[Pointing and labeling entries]

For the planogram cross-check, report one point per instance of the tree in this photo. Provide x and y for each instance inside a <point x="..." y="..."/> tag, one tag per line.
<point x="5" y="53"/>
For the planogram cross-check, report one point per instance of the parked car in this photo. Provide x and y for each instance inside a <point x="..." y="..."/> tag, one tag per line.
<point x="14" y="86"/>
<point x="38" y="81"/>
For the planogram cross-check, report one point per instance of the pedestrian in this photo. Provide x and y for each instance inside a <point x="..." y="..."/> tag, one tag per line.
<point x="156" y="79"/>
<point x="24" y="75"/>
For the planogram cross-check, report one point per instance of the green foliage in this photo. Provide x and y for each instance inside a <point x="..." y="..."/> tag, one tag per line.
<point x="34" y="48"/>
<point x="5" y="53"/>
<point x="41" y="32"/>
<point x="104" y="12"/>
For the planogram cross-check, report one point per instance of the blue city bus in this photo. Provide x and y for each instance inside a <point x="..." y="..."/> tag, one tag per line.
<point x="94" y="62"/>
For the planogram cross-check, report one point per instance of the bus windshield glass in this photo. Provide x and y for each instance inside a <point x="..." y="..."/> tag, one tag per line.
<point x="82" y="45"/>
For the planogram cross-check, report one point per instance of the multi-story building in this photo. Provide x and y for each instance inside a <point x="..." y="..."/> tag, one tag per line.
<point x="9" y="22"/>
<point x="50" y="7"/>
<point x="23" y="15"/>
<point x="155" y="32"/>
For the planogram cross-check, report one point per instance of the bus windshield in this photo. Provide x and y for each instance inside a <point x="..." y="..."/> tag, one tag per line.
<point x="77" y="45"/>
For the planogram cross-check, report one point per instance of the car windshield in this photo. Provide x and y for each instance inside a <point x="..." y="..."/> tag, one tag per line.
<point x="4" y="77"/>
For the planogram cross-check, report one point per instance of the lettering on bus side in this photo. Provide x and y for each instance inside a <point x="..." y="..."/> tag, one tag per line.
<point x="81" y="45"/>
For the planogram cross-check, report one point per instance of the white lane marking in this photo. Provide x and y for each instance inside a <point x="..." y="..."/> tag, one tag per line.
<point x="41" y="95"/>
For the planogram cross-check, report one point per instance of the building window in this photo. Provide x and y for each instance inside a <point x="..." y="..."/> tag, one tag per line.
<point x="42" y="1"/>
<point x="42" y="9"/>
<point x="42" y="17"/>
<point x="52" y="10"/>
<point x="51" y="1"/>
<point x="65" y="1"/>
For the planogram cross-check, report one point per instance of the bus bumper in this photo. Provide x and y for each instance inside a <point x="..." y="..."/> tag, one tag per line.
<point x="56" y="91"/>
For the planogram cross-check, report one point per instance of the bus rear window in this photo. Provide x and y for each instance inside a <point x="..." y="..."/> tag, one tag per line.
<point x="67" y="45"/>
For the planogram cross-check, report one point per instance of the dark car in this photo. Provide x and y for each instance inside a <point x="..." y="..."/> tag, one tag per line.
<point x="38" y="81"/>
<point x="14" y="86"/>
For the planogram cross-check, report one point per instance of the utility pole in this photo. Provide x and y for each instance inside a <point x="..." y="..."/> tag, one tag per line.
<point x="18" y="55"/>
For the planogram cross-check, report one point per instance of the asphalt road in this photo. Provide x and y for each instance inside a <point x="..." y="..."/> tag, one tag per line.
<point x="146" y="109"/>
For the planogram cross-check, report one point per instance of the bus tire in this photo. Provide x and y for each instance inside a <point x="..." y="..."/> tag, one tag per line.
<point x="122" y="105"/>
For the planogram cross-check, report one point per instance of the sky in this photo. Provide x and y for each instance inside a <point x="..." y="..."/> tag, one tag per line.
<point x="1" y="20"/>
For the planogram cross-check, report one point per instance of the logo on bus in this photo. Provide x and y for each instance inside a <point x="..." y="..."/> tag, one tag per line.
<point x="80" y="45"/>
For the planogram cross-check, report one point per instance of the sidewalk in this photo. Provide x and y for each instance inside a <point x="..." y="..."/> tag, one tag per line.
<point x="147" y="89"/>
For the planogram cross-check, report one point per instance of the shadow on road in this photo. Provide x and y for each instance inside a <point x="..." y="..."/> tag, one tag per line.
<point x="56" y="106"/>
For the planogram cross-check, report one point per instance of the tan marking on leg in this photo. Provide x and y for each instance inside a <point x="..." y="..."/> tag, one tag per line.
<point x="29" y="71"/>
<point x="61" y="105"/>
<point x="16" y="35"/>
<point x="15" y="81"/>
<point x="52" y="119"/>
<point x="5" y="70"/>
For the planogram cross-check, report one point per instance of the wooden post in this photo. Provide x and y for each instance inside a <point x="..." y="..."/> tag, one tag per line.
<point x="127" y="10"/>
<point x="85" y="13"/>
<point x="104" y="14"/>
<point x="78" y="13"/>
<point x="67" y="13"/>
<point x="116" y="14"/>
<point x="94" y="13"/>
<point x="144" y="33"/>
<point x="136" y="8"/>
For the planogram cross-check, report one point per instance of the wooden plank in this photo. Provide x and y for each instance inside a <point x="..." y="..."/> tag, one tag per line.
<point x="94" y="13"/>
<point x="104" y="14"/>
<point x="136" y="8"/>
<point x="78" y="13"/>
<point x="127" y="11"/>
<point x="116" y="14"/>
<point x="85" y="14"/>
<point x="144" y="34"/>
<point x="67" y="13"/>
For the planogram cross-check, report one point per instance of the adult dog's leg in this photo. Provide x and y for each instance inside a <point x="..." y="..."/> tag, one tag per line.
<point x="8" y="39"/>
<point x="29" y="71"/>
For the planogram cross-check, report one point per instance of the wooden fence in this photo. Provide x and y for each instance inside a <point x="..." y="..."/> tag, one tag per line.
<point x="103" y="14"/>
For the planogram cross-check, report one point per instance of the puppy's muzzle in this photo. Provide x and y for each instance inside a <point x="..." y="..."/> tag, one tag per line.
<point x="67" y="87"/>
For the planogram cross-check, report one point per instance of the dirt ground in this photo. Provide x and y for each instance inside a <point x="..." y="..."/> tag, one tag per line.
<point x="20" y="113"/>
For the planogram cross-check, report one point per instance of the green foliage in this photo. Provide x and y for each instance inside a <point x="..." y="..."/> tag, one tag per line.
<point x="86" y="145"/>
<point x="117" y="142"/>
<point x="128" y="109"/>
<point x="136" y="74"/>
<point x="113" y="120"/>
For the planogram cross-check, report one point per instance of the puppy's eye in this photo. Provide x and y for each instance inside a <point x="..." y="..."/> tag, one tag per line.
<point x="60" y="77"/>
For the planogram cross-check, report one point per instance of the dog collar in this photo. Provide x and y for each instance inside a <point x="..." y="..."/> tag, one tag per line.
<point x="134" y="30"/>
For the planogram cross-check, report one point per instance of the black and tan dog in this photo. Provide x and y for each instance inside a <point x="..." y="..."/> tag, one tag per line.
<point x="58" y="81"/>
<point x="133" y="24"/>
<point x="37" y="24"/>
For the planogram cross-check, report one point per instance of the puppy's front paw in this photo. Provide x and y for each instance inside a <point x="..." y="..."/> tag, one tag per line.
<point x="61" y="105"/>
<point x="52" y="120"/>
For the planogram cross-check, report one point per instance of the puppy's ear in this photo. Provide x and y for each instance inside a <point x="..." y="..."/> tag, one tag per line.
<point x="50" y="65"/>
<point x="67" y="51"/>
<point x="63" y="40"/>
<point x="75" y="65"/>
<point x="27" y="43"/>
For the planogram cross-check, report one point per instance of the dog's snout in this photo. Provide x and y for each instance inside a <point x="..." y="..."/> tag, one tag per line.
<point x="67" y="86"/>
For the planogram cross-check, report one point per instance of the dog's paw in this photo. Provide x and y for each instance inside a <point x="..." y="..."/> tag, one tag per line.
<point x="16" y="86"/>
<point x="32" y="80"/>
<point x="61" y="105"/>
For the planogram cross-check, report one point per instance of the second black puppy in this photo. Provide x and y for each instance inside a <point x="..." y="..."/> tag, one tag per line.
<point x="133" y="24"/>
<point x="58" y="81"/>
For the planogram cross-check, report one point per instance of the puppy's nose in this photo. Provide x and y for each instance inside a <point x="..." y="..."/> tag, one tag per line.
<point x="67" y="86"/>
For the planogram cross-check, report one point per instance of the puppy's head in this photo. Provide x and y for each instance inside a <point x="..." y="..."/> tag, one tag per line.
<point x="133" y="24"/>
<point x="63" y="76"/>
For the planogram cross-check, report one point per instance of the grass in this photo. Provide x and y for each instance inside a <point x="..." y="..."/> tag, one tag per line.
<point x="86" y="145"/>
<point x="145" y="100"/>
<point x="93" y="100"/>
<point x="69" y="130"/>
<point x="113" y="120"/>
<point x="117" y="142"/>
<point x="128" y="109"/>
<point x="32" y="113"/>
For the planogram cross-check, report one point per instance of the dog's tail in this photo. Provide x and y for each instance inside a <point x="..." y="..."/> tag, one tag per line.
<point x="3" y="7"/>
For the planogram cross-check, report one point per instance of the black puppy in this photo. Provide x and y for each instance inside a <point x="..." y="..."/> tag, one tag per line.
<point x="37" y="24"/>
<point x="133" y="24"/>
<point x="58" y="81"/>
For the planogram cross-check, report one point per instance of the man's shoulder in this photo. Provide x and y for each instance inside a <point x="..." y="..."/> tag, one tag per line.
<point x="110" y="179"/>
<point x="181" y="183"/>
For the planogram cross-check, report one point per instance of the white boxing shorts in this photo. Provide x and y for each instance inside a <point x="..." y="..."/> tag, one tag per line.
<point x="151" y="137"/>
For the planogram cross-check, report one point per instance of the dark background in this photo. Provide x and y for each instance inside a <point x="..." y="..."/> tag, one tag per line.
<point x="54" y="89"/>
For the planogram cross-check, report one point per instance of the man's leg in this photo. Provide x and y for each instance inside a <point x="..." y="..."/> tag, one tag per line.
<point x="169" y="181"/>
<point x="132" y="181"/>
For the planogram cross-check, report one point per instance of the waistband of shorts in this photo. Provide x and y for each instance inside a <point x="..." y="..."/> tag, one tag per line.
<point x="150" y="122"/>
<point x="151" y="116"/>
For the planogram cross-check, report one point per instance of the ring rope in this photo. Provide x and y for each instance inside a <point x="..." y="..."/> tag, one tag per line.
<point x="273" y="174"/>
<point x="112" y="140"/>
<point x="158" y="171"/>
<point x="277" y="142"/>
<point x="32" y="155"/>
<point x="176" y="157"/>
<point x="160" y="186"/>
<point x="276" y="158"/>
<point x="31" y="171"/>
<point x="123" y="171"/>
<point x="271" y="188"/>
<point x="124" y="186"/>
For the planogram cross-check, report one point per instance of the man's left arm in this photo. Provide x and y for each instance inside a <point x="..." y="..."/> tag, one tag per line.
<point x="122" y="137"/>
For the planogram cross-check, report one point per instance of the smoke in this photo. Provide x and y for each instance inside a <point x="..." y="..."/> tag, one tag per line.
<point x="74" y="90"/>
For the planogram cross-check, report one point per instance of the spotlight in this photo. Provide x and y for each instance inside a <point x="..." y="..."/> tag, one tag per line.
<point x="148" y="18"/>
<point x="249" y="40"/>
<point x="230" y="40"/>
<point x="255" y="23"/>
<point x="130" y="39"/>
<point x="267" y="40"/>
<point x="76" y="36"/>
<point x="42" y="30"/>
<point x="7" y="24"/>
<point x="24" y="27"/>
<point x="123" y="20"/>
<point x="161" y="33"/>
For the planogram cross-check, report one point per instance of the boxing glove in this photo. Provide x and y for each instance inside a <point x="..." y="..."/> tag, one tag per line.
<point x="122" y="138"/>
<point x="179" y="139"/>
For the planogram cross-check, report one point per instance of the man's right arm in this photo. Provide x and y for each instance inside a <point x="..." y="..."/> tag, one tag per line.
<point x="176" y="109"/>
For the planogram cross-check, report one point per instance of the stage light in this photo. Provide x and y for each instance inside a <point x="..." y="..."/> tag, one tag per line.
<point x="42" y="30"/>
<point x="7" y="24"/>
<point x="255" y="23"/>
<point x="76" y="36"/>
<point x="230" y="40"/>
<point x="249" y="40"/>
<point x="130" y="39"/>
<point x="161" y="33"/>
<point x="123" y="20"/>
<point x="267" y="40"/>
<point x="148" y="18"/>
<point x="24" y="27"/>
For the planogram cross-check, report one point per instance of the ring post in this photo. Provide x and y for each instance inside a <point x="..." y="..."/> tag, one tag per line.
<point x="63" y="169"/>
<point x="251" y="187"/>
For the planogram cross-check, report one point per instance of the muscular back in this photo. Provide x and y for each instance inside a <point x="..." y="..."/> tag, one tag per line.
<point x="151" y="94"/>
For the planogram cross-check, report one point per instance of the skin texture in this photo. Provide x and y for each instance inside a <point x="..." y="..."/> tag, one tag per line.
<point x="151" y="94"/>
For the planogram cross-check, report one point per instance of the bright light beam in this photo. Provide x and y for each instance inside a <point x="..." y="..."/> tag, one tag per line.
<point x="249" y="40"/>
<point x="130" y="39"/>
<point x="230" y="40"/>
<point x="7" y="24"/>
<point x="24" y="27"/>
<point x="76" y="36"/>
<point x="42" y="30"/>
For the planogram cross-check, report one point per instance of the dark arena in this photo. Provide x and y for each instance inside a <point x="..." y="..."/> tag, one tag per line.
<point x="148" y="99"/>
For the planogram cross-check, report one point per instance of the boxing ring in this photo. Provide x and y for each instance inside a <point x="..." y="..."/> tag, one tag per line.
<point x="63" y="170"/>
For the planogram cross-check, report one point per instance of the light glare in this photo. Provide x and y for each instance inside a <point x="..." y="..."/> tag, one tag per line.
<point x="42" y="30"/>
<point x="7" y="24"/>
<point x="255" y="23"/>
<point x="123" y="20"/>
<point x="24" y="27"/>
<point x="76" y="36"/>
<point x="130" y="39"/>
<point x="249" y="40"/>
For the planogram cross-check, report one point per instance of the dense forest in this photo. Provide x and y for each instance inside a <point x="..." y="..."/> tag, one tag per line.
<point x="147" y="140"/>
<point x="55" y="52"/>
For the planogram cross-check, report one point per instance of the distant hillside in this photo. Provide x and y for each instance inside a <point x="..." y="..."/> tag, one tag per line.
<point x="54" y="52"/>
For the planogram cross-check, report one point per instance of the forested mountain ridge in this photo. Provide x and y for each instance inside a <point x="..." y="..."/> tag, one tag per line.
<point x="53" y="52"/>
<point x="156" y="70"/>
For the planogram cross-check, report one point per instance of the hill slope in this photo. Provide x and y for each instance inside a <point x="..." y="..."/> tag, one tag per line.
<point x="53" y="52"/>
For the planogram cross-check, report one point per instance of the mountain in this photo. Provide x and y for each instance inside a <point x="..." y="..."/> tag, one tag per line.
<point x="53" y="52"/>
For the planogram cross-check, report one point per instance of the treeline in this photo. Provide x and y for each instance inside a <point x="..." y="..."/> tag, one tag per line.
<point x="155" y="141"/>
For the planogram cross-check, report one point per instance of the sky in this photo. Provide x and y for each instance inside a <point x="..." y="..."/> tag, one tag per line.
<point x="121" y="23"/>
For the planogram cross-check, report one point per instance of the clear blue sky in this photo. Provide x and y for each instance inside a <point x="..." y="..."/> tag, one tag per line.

# Objective
From the "of the light" line to the close of the listing, restate each line word for word.

# The reply
For the planogram cross-check, report one point per instance of the light glare in this photo. Provide x and y for each instance inside a <point x="..." y="..."/> tag, one tag per line.
<point x="42" y="30"/>
<point x="7" y="24"/>
<point x="255" y="23"/>
<point x="123" y="20"/>
<point x="24" y="27"/>
<point x="76" y="36"/>
<point x="130" y="39"/>
<point x="249" y="40"/>
For the planogram cross-check, report one point per instance of the dense forest in this photo. Provide x and y for each instance inside a <point x="..." y="..."/> tag, one tag per line.
<point x="147" y="140"/>
<point x="55" y="52"/>
For the planogram cross-check, report one point per instance of the distant hillside in this photo. Provide x and y for each instance inside a <point x="..." y="..."/> tag, one tag per line.
<point x="54" y="52"/>
For the planogram cross-check, report one point per instance of the forested mountain ridge in this photo. Provide x and y for each instance inside a <point x="..." y="..."/> tag, one tag per line.
<point x="53" y="52"/>
<point x="156" y="70"/>
For the planogram cross-check, report one point per instance of the hill slope in this photo. Provide x and y for each instance inside a <point x="..." y="..."/> tag, one tag per line.
<point x="53" y="52"/>
For the planogram cross-check, report one point per instance of the mountain in this photo. Provide x and y for each instance inside a <point x="..." y="..."/> tag, one tag per line.
<point x="53" y="52"/>
For the planogram cross-check, report one point per instance of the treeline in this photo. Provide x and y for each instance inside a <point x="..." y="..."/> tag, one tag per line.
<point x="155" y="141"/>
For the planogram cross-check, report one point per instance of the sky in this photo. Provide x and y for each instance inside a <point x="..." y="..."/> tag, one tag per line.
<point x="121" y="23"/>
For the planogram cross-check, report one point per instance of the clear blue sky in this photo. Provide x and y for each instance inside a <point x="..." y="..."/> tag, one tag per line.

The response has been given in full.